Count the lines in the records below that contain the string "window", treating uppercase and lowercase as different. Give only the number.
==============================
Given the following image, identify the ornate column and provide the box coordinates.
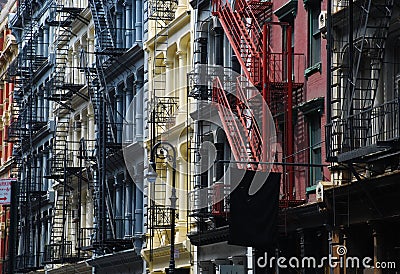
[134,170,144,254]
[133,0,143,43]
[114,176,123,239]
[125,1,134,48]
[176,50,187,106]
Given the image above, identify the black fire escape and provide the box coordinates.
[43,0,89,264]
[326,0,400,171]
[8,1,47,273]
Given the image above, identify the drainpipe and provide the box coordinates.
[135,0,146,42]
[125,1,133,48]
[134,173,143,255]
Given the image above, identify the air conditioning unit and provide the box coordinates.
[318,11,328,31]
[315,181,334,202]
[46,190,55,203]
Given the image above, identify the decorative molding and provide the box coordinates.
[274,0,298,22]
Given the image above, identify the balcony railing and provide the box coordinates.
[326,99,400,161]
[189,182,231,217]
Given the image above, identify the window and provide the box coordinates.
[304,0,321,67]
[308,113,322,186]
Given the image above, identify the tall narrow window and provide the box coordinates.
[308,114,322,186]
[305,0,321,67]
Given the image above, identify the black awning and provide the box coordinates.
[228,170,281,249]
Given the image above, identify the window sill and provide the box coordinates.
[306,185,317,194]
[304,62,322,78]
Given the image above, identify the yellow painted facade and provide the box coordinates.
[142,0,193,273]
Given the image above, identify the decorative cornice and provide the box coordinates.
[274,0,298,22]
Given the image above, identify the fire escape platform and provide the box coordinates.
[337,138,400,163]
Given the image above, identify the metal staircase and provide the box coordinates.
[147,0,178,260]
[212,78,261,169]
[44,1,88,264]
[86,0,132,252]
[327,0,398,161]
[213,0,303,205]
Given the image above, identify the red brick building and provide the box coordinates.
[0,1,18,273]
==============================
### Response for this exercise
3